- _What to do_
Reproduce exactly the line with "[spot] the man -- a pin for each instance." and the lines after it. Stop at the last line of the data and include nothing else.

--------

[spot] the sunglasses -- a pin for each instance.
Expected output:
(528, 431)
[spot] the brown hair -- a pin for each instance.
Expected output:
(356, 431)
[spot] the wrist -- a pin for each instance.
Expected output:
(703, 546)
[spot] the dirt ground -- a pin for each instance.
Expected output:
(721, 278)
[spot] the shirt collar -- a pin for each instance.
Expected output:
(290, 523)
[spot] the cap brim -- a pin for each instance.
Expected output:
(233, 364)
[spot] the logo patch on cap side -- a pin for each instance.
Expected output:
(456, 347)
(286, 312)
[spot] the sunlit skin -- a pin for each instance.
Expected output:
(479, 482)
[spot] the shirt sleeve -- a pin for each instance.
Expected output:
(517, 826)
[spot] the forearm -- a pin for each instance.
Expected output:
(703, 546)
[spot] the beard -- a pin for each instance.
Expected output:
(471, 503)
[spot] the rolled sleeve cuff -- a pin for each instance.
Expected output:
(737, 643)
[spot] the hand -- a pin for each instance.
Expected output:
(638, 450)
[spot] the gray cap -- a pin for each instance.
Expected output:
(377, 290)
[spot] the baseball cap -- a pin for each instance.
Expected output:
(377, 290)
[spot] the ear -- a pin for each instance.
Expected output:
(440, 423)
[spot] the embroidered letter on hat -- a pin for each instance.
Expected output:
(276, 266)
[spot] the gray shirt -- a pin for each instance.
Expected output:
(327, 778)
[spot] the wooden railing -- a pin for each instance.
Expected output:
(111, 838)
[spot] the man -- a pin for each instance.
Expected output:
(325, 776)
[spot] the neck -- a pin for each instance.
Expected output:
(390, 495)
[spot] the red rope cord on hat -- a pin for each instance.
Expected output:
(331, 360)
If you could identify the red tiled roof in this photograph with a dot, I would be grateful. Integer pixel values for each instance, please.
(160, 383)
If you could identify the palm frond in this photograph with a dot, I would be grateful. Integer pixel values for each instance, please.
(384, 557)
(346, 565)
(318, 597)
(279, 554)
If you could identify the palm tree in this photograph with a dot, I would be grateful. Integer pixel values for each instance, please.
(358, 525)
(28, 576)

--------

- _Written response_
[spot] the man -- a pin for each instance.
Expected output:
(325, 776)
[spot] the neck -- a pin for each instance.
Expected output:
(390, 495)
[spot] the red rope cord on hat -- a pin for each instance.
Expected output:
(331, 360)
If you could identify the red tiled roof in this photograph with a dot, I would be grateful. Integer pixel values for each instance, please.
(160, 383)
If you could identify the palm frond in this photograph with a dot, I would be grateful. Integer pixel values for each instance, please.
(384, 557)
(346, 565)
(318, 597)
(279, 554)
If you could identify the palm tree in this photograph with a dot, I would be grateful. Integer pixel values for each instance, please.
(358, 525)
(28, 576)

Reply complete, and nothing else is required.